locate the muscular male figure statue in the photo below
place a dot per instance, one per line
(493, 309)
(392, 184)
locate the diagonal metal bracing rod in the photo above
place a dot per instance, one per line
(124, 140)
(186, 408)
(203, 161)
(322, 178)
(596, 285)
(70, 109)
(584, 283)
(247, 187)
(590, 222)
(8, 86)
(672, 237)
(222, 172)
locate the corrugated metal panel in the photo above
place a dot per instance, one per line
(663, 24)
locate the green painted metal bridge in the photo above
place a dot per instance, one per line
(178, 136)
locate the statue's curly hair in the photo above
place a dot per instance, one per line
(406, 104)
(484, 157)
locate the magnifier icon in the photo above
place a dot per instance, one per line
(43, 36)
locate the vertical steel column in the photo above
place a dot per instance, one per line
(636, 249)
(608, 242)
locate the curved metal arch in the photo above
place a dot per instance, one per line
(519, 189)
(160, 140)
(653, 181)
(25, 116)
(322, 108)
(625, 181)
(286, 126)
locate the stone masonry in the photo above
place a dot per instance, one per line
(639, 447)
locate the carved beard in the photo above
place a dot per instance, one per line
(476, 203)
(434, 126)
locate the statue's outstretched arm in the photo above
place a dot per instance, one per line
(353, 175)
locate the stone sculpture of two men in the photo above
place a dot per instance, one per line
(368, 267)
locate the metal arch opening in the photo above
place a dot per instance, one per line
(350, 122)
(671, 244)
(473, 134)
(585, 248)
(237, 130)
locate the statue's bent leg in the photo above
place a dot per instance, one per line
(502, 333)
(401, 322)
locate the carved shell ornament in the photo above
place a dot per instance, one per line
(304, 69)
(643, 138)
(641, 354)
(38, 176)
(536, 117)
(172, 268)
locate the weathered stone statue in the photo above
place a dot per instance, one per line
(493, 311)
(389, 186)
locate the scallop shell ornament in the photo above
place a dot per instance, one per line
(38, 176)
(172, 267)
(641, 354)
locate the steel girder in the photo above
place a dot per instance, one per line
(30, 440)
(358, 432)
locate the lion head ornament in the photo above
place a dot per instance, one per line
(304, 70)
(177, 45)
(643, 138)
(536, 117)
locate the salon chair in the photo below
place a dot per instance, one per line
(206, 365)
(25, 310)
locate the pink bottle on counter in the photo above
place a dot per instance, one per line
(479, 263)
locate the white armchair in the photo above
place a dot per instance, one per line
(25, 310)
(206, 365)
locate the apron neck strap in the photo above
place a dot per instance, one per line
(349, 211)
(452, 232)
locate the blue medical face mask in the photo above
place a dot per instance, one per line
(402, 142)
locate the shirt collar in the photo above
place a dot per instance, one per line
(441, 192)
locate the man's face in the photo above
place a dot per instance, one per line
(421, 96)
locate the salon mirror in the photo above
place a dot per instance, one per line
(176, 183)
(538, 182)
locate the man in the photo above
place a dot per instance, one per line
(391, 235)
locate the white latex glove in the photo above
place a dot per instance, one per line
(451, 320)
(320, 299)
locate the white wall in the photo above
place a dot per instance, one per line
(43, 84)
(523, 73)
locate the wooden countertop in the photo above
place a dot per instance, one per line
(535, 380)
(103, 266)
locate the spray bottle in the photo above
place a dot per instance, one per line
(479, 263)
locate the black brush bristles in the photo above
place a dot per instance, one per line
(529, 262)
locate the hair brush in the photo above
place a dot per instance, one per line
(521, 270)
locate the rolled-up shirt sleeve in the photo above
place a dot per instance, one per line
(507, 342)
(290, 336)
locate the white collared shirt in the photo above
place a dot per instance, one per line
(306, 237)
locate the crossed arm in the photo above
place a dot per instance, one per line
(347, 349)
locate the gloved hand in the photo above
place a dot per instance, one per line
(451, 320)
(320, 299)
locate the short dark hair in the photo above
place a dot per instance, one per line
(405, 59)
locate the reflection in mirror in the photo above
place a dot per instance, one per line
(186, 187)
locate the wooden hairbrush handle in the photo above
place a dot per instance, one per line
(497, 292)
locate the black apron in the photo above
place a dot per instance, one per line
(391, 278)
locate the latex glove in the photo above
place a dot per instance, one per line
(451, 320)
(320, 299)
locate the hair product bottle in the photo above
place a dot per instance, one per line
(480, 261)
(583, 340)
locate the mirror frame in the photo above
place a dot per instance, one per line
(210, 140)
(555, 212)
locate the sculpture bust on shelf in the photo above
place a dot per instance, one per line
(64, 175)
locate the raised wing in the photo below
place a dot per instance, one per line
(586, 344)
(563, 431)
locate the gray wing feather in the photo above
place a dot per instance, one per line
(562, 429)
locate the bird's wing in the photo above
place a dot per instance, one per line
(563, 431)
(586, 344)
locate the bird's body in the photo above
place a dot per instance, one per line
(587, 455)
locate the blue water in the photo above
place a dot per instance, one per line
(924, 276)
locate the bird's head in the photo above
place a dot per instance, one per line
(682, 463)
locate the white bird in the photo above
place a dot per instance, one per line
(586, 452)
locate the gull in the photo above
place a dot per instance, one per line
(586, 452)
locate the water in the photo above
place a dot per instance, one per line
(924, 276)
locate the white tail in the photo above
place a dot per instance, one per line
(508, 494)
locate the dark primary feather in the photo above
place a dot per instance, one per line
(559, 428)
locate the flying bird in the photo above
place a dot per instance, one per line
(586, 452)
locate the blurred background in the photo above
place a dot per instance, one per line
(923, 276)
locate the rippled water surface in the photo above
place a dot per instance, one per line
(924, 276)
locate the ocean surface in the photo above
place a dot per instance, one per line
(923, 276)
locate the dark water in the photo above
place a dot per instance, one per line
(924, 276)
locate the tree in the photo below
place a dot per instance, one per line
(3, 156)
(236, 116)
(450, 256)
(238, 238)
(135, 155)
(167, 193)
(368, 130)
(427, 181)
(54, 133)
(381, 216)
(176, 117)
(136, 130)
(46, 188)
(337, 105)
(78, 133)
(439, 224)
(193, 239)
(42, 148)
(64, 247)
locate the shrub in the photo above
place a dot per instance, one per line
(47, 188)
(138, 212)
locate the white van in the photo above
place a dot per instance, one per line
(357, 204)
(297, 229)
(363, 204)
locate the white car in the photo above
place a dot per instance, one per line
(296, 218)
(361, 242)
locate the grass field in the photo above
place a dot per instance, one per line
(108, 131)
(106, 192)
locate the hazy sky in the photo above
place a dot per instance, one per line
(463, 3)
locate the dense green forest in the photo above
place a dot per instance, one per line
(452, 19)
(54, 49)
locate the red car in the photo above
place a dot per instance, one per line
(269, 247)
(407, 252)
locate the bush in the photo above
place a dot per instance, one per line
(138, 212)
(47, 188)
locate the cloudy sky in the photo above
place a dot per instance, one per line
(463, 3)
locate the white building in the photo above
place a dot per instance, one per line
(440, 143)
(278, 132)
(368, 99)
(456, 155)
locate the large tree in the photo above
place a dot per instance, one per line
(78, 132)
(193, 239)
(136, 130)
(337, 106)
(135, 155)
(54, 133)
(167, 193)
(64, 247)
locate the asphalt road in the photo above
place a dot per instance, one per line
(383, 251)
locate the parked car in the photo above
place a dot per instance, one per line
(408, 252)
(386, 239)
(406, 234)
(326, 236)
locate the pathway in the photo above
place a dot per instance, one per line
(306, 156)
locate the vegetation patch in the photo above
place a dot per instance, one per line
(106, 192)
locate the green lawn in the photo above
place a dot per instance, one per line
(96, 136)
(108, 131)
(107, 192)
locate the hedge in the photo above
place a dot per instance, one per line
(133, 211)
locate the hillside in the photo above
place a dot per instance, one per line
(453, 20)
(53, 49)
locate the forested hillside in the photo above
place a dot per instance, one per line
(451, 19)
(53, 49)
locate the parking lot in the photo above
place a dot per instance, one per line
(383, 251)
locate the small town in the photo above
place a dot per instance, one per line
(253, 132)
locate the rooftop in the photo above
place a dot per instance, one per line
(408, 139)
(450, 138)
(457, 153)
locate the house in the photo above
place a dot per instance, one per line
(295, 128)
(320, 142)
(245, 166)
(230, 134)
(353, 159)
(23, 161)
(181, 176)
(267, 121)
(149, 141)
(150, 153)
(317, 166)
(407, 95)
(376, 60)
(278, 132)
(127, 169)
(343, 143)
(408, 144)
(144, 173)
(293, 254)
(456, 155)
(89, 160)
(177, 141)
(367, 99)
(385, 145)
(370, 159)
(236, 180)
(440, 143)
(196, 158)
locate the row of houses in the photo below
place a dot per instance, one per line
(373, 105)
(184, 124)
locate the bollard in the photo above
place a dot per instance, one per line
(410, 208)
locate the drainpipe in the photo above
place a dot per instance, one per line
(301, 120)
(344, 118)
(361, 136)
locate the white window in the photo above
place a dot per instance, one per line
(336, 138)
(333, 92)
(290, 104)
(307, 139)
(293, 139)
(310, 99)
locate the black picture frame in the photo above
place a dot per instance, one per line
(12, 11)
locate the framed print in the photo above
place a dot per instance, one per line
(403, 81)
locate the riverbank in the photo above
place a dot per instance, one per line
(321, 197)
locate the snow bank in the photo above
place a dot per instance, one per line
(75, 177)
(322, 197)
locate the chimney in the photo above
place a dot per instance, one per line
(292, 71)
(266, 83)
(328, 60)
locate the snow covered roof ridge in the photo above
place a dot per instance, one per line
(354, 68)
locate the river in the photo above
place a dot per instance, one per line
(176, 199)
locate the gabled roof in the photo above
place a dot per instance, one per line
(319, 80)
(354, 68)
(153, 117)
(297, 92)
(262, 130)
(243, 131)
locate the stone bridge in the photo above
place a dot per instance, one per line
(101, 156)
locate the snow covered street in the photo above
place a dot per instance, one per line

★ ★ ★ ★

Reproduce exactly the line containing "locate the row of houses in the photo below" and every line after it through the end of the records above, and nothing else.

- [The reply]:
locate the row of houses in the photo below
place a dot per instance, one per line
(373, 105)
(184, 124)
locate the bollard in the photo above
place a dot per instance, one per line
(410, 208)
locate the drainpipe in the photo above
place a dot per instance, one per line
(301, 120)
(344, 118)
(361, 136)
locate the white window in the photo above
place a dot per instance, one per line
(336, 138)
(333, 92)
(290, 104)
(307, 139)
(293, 139)
(310, 99)
locate the black picture frame in the photo above
place a dot per instance, one per line
(12, 11)
locate the framed print in the photo above
place a dot per instance, one per line
(403, 81)
locate the riverbank in the photo above
place a dot per instance, one per line
(321, 197)
locate the snow bank in the photo above
place a dot per instance, one per line
(75, 177)
(322, 197)
locate the chimney in the photo above
place a dot per instance, one per line
(292, 71)
(266, 83)
(328, 60)
locate the snow covered roof ridge in the photo above
place a dot per instance, one per line
(354, 68)
locate the river in the photo above
place a dot per instance, one per line
(176, 199)
locate the gabled roof in the photo above
place a dot per instance, one per line
(319, 80)
(354, 68)
(153, 117)
(297, 92)
(262, 130)
(243, 131)
locate the stone bridge in the photo above
place a dot per instance, one per line
(101, 156)
locate the snow covered street in the photo above
place a dot per instance, one per line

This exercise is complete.